▶ **QUÉ HARÁS**
1. Di si cada afirmación concuerda con el fragmento sobre Merton, contestando sí o no y citando literalmente las palabras del fragmento que lo deciden. (a) Merton intenta mostrar que él es el primer fruto de una profecía de unidad dentro de un monasterio. (b) Nínive necesita sobre todo condenas y exclusiones. (c) La cita de Nuevas semillas de contemplación sostiene que uno puede encontrarse a sí mismo apartándose del resto de la humanidad.
2. Escribe lo que sigue al fragmento sobre Merton y el profeta Jonás, a partir de su última oración.

▶ **FRAGMENTO DEL DOCUMENTO**
En El signo de Jonás, aparentemente el diario de un monje cada vez más asentado en su monasterio, Merton mezcla sus convicciones espirituales con sus vivencias sociales, y eso daba como resultado no el protagonismo publicista de su autor, sino una profecía de alcance universal. Merton trata de demostrar que él es el primer fruto de esa profecía de unidad en el interior de un monasterio, no porque haya encontrado la solución para la conversión de Nínive, sino porque se ha convencido de que también en Nínive hay semillas de esperanza: Nínive necesita “pregones”, ofertas de vida, no tanto condenas y exclusiones. Él mismo confiesa en Nuevas semillas de contemplación:  

De alguna manera, tengo que buscar mi identidad no sólo en Dios, sino también en los otros. Jamás podré encontrarme a mí mismo si me aíslo del resto de la humanidad como si perteneciera a una especie diferente.[1]

Nínive es, ciertamente, es el retrato más inicuo de la humanidad, esa “zona oscura” con la máxima proyección de inhumanidad. Pero Jonás debe transformarse más que en un profeta de condenas en un profeta de vida posible: el profeta debe hacer ver a las personas que su situación entraña posibilidades de cambio, que se pueden suscitar horizontes.

▶ **DATOS PROPORCIONADOS**
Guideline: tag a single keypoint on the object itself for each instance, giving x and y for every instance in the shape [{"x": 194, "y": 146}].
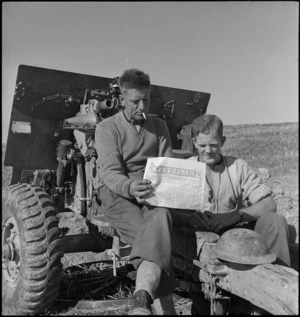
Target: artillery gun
[{"x": 50, "y": 147}]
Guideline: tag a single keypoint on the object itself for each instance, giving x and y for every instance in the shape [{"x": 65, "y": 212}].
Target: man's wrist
[{"x": 240, "y": 214}]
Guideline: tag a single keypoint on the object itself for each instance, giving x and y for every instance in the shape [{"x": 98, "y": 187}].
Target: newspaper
[{"x": 177, "y": 183}]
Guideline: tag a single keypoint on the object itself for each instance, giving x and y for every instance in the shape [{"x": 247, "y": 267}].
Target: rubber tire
[{"x": 40, "y": 270}]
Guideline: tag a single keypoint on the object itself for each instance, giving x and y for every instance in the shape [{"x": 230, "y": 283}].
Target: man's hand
[
  {"x": 217, "y": 222},
  {"x": 140, "y": 188},
  {"x": 197, "y": 221}
]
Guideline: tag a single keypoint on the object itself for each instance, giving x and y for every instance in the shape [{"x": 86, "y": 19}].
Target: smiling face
[
  {"x": 136, "y": 101},
  {"x": 209, "y": 147}
]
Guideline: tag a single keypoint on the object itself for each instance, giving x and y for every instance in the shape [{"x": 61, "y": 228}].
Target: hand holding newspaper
[{"x": 176, "y": 183}]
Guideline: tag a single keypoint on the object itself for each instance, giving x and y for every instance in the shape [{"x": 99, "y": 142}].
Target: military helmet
[{"x": 243, "y": 246}]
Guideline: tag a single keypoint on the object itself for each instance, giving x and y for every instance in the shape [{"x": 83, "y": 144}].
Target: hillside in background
[{"x": 274, "y": 147}]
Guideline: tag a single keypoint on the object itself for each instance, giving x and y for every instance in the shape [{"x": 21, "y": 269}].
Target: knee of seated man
[
  {"x": 273, "y": 219},
  {"x": 162, "y": 214}
]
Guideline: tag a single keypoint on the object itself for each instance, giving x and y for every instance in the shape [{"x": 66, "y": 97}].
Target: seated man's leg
[
  {"x": 152, "y": 248},
  {"x": 149, "y": 233},
  {"x": 274, "y": 230},
  {"x": 123, "y": 214}
]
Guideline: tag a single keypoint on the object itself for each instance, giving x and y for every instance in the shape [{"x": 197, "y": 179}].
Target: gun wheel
[{"x": 31, "y": 251}]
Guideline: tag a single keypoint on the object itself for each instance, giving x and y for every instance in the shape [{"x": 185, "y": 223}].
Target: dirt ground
[{"x": 285, "y": 193}]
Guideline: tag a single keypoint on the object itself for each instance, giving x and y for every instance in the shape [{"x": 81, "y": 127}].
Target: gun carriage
[{"x": 50, "y": 147}]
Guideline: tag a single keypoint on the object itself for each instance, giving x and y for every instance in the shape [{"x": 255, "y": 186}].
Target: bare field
[{"x": 273, "y": 147}]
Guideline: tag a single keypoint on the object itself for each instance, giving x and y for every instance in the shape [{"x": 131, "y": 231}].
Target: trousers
[{"x": 147, "y": 229}]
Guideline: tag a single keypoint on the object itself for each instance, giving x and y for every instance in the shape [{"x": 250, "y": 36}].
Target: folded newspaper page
[{"x": 177, "y": 183}]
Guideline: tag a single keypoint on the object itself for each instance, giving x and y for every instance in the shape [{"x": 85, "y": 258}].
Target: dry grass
[{"x": 272, "y": 146}]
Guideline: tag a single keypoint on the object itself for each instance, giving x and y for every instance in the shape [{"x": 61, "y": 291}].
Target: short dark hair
[
  {"x": 206, "y": 124},
  {"x": 134, "y": 78}
]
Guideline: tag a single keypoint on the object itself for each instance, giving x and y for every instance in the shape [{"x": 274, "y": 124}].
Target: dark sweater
[{"x": 123, "y": 152}]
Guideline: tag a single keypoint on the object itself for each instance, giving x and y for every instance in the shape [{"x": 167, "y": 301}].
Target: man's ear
[{"x": 223, "y": 140}]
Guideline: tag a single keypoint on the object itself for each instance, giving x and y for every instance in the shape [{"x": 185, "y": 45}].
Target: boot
[{"x": 141, "y": 303}]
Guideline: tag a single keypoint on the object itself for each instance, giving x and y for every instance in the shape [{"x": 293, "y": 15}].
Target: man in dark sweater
[{"x": 123, "y": 143}]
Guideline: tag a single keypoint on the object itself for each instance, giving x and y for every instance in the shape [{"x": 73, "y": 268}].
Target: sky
[{"x": 245, "y": 54}]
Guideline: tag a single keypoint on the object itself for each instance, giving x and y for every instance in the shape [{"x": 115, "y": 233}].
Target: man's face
[
  {"x": 209, "y": 147},
  {"x": 136, "y": 101}
]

▶ **RESPUESTAS**
1.
(a) Sí: "Merton trata de demostrar que él es el primer fruto de esa profecía de unidad en el interior de un monasterio"
(b) No: "Nínive necesita “pregones”, ofertas de vida, no tanto condenas y exclusiones"
(c) No: "Jamás podré encontrarme a mí mismo si me aíslo del resto de la humanidad como si perteneciera a una especie diferente."

2.
 En Nínive se produce una “conversión cósmica” –hombres y animales, vacas y ovejas- , es decir, una reorientación. Pero a la profecía de Jonás no le interesaba para nada esa conversión cósmica. Ella buscaba una conversión religiosa, que toda persona reconozca la superioridad del Dios Yahvé y que el templo sea entendido como el ombligo del mundo. Una conversión del cosmos, una reorientación de lo creado, la senda nueva de un mundo en paz y buenas relaciones entre las criaturas son cosas de poco interés para la profecía en un marco de religiosidad estrecha. Y, sin embargo, en esa reconciliación general reside el secreto de un mundo nuevo.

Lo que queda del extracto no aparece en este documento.